### YOUR INSTRUCTIONS
Repeat only the lines below from the one containing "formatted like [146,74]." through the one containing "formatted like [151,18].", inclusive, exactly as written.

### DATA FOR REVIEW
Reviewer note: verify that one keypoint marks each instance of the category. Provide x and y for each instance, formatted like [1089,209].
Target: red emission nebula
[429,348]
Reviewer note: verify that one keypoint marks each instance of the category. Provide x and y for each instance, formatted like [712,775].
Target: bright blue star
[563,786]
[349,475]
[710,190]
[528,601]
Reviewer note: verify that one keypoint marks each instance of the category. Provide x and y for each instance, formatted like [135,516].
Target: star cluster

==

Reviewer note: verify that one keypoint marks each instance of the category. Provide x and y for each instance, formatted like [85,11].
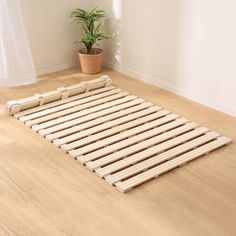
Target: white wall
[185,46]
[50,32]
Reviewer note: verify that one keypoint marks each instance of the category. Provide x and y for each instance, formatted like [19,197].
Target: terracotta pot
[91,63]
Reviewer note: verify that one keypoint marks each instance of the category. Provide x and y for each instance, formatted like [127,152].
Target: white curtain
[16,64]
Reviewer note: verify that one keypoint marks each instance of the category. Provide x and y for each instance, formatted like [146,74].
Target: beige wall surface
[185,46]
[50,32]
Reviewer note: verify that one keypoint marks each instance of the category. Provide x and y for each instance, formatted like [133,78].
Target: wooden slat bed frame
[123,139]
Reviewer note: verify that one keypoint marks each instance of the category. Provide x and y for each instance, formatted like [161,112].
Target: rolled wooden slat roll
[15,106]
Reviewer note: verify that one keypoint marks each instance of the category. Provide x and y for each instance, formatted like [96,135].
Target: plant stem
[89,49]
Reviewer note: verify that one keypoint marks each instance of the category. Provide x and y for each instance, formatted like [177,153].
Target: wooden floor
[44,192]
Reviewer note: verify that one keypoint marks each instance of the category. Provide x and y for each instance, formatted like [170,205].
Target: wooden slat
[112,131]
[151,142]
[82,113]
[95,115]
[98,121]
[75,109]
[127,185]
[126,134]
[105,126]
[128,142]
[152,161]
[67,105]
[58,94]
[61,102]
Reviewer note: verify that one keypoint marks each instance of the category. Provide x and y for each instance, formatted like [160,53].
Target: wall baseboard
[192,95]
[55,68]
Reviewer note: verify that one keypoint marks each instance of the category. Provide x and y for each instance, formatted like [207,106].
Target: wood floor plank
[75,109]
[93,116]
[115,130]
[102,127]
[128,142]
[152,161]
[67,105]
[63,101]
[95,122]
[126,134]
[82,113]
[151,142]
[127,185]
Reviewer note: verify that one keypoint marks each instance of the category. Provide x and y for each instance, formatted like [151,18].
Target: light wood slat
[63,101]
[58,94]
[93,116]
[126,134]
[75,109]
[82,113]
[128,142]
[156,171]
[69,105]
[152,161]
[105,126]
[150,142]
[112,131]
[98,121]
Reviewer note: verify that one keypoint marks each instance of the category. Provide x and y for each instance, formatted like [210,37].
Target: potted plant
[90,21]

### EXERCISE OUTPUT
Reviewer note: verify that one keypoint marks each instance of the category. Provide x and y for each instance, formatted like [146,74].
Target: beige wall surface
[185,46]
[50,32]
Reviewer note: verify that one keypoint marks each instance of the category. Provide x and y for each instance, formatted like [133,78].
Target: wooden slat bed frame
[123,139]
Reviewer note: verify that one keypoint marks each instance of the category. Provide x and y for each instance, formatted like [161,112].
Target: rolled wooden slat roll
[15,106]
Reviewer note: verify that one keypoint marks each instance of the category. Provide x and y for each instance, formatted like [96,135].
Target: plant stem
[89,49]
Reviewer note: verify that one keypoint marks each instance of the category. Provide x and y for each instance, formatted like [177,153].
Target: wooden floor
[44,192]
Reviewer note: verify that one keypoint marks each instance of the category. Provide x and y for each instance, formatted like [170,205].
Target: wooden slat
[112,131]
[151,142]
[82,113]
[95,115]
[98,121]
[75,109]
[127,185]
[126,134]
[105,126]
[128,142]
[152,161]
[67,105]
[58,94]
[61,102]
Reviewer note: verify that one keypoint marks each instance of the category. Provide x and y for each instance, formatted like [160,53].
Target: wall baseboard
[192,95]
[55,68]
Reviewer note: verify that one keypoint marks each instance of the category. Provide x and y for each instance, formatted like [207,106].
Target: wood floor plank
[75,109]
[93,116]
[115,130]
[102,127]
[128,142]
[152,161]
[67,105]
[63,101]
[95,122]
[126,134]
[82,113]
[151,142]
[127,185]
Reviewer note: verify that one keypoint marks each instance of the category. Provide x and y for each instance, formatted like [151,18].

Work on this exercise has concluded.